That was after they were imported into the FR, which I'd made complicated by the first MoonshE book being the first published FR product. The novels were actually written to tie into a TSR UK original Setting, meant to be a sort of British answer to Dragonlance. The novels were just about done, but TSR UK was liquidated and the product line canned. At the same time, TSR was preparing FR for publication, so they asked Ed Greenwood if the Moonshaes could be horned in somewhere, so he obliged. They didn't exist in his home campaign.
 



Which PotA subplot is that, out of interest?
Spoilers for Thornhold and Princes of the Apocalypse: The lich Renwick Caradoon, who can be found in the Sacred Stone Monastery in PotA, was created for the novel Thornhold. His relationship with his brother Samular and the order of Tyrran knights that his brother founded forms the basis of the background lore in the novel (the novel’s protagonist and principal antagonist are both descendants of Samular), and Renwick appears in the flesh in a key scene midway through the book. That scene as well as as several others in the novel take place at the knights’ training compound Summit Hall, which also receives a rather thorough description in the novel (much more thorough than in the adventure!).
++++++++
Task list:
**a.** Retype the Forgotten Realms passage above, starting with "Spoilers for Thornhold" and going on through "in the adventure!).".
**b.** Answer these questions from the Forgotten Realms passage above.
(i) The novels were written to tie into an original setting from which company?
(ii) In which location in Princes of the Apocalypse can the lich Renwick Caradoon be found?
(iii) What is the name of the knights' training compound in Thornhold?
++++++++
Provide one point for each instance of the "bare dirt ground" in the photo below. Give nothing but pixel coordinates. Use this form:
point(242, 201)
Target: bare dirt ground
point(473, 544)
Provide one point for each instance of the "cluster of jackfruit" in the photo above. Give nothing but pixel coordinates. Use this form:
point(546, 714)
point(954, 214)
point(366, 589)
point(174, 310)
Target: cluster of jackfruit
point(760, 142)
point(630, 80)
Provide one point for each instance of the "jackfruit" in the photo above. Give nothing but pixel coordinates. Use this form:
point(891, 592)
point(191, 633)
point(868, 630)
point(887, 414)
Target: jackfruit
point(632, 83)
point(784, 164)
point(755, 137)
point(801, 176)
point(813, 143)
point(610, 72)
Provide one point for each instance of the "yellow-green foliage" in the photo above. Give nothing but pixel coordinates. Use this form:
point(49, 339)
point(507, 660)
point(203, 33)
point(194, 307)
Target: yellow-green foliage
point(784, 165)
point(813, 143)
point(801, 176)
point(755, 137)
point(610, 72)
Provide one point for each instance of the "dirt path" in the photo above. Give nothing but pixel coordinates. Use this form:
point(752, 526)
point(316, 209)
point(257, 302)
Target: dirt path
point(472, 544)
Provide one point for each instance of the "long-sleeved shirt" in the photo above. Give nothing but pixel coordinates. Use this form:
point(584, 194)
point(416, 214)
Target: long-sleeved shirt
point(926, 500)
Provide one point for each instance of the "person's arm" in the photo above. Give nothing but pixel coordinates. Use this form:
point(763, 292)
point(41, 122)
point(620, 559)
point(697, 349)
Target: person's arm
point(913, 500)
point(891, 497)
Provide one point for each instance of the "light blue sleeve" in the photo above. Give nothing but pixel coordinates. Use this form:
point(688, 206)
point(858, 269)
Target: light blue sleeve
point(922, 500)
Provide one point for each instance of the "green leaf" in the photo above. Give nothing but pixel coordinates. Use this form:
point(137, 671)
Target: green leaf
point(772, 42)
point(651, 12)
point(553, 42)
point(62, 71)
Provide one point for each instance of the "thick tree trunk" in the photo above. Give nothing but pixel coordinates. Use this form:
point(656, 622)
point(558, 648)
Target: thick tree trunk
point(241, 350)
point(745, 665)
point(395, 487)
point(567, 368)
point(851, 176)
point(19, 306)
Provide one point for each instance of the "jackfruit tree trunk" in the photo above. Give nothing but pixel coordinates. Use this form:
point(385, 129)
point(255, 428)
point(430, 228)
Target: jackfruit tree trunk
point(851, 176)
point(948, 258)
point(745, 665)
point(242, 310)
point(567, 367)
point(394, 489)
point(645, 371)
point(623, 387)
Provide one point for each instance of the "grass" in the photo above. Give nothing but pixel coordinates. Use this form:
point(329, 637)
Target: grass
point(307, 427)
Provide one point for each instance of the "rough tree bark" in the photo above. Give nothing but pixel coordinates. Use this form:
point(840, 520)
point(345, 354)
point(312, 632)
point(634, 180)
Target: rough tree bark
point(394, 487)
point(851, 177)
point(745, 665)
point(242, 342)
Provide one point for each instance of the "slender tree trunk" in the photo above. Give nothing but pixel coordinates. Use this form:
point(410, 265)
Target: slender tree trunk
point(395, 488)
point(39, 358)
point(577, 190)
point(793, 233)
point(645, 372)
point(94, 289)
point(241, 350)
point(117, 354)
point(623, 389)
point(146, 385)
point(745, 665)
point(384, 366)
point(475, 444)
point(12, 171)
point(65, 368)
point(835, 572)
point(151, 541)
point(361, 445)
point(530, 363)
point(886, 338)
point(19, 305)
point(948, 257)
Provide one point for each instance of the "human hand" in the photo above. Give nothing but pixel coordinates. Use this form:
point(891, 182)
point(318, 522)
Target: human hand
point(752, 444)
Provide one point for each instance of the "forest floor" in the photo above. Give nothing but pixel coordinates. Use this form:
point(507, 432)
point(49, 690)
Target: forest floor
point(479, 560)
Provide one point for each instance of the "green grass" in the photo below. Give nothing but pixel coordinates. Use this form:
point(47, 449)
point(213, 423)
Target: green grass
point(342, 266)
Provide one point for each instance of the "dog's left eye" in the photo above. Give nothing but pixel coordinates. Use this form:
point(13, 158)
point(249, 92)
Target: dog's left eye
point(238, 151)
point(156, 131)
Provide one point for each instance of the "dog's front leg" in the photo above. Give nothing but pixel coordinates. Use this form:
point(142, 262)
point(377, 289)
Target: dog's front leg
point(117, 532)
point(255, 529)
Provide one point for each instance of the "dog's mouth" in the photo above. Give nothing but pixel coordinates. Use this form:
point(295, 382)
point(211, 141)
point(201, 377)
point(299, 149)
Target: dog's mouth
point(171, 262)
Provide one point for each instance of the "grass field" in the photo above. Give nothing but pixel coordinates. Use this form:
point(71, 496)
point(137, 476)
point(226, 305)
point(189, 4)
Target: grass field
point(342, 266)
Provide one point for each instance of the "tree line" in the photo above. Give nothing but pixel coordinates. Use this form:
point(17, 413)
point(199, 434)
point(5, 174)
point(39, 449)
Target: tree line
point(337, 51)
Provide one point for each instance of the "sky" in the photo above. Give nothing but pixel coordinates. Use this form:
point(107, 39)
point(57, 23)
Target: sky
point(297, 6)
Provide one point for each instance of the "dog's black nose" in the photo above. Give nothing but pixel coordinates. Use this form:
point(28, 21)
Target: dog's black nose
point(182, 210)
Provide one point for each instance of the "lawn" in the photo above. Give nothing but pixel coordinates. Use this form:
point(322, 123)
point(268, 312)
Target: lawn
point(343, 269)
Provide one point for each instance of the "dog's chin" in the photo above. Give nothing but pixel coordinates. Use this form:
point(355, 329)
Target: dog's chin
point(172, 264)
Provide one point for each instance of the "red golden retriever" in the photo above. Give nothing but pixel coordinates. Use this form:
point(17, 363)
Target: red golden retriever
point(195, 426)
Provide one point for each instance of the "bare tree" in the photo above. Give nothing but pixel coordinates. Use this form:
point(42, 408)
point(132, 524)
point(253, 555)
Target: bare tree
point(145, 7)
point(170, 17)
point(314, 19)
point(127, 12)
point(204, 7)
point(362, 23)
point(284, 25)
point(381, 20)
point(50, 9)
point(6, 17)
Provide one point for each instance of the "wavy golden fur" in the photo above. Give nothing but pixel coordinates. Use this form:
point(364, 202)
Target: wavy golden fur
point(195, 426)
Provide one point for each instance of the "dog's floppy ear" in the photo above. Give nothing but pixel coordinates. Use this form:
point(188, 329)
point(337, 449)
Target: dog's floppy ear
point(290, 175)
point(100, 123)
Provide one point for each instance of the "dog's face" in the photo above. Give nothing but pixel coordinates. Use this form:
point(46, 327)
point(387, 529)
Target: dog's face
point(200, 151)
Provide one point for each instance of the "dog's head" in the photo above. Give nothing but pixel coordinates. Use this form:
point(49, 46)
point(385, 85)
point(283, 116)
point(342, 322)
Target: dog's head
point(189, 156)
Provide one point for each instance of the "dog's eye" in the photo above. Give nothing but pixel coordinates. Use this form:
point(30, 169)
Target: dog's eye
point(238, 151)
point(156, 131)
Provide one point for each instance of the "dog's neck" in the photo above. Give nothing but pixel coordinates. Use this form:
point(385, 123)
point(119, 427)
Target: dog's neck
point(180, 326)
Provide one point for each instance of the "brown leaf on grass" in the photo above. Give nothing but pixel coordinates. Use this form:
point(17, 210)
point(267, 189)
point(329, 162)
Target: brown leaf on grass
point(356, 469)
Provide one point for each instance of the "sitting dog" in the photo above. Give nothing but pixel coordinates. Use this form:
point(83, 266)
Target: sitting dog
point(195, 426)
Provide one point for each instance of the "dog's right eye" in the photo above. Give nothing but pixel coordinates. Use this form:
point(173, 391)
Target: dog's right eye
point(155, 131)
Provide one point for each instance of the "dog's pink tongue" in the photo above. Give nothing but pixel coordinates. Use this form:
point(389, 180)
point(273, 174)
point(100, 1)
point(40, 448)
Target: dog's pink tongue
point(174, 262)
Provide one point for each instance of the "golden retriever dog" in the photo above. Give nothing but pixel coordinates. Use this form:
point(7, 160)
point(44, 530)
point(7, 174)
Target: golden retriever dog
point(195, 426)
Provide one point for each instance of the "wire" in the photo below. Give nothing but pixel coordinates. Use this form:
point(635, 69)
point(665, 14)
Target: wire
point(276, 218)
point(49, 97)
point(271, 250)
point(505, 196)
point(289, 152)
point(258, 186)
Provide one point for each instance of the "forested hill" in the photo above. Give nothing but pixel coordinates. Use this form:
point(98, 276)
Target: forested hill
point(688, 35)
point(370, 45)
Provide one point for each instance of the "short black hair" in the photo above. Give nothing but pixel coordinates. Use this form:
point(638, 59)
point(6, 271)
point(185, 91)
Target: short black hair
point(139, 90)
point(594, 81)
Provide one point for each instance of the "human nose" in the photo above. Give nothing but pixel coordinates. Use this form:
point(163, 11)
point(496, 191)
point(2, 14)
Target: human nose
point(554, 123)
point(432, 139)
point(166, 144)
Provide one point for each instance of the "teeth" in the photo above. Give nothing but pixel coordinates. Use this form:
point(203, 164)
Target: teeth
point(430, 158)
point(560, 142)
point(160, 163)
++++++++
Solutions to the exercise:
**a.**
Spoilers for Thornhold and Princes of the Apocalypse: The lich Renwick Caradoon, who can be found in the Sacred Stone Monastery in PotA, was created for the novel Thornhold. His relationship with his brother Samular and the order of Tyrran knights that his brother founded forms the basis of the background lore in the novel (the novel’s protagonist and principal antagonist are both descendants of Samular), and Renwick appears in the flesh in a key scene midway through the book. That scene as well as as several others in the novel take place at the knights’ training compound Summit Hall, which also receives a rather thorough description in the novel (much more thorough than in the adventure!).

**b.**
(i) TSR UK
(ii) The Sacred Stone Monastery
(iii) Summit Hall